## Requirements
Collect each line in the records below that contains the string "steam".

# # #

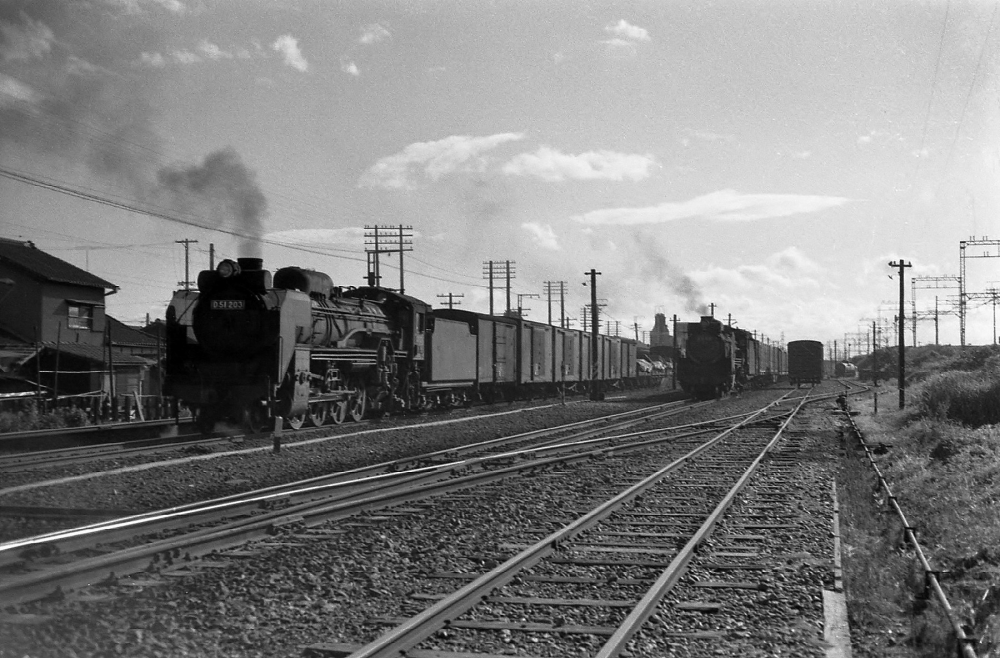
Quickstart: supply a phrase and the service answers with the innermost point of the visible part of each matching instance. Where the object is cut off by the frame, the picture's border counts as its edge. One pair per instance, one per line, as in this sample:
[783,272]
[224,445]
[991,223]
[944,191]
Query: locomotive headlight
[227,268]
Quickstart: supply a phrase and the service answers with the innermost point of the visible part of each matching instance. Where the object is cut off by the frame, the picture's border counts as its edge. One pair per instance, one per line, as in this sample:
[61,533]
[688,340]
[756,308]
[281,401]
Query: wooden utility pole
[375,239]
[187,262]
[451,299]
[595,388]
[902,265]
[551,287]
[492,269]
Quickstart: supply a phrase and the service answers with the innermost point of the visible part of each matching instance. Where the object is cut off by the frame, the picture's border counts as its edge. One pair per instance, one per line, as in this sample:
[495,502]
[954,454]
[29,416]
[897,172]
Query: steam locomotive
[720,359]
[245,348]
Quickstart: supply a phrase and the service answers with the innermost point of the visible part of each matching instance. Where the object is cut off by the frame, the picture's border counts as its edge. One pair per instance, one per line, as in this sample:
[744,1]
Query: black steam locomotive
[244,348]
[719,359]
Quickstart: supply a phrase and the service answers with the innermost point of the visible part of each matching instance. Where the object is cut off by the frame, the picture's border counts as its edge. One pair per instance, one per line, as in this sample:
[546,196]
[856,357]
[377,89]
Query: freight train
[719,359]
[245,347]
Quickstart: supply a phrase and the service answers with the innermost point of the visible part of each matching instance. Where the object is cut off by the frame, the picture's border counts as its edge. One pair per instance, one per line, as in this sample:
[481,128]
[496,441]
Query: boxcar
[805,362]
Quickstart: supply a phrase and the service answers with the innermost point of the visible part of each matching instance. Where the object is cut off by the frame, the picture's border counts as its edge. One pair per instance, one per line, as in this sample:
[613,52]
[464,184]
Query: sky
[762,160]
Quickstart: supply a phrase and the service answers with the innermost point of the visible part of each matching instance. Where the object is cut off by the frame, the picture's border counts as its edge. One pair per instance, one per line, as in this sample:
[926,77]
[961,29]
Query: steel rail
[325,482]
[647,604]
[966,644]
[410,633]
[405,487]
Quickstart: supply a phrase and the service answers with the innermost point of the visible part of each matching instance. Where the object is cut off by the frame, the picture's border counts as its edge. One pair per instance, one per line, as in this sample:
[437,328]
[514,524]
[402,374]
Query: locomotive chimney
[249,264]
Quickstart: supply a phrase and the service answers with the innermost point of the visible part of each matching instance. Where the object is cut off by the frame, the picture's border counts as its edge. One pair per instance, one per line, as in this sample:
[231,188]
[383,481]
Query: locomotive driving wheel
[296,422]
[338,412]
[254,419]
[358,403]
[317,413]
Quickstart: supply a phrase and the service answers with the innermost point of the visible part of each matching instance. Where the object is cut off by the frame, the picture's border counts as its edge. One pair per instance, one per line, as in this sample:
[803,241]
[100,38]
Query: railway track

# # #

## Response
Query: steam locomotive
Query: black steam locomotive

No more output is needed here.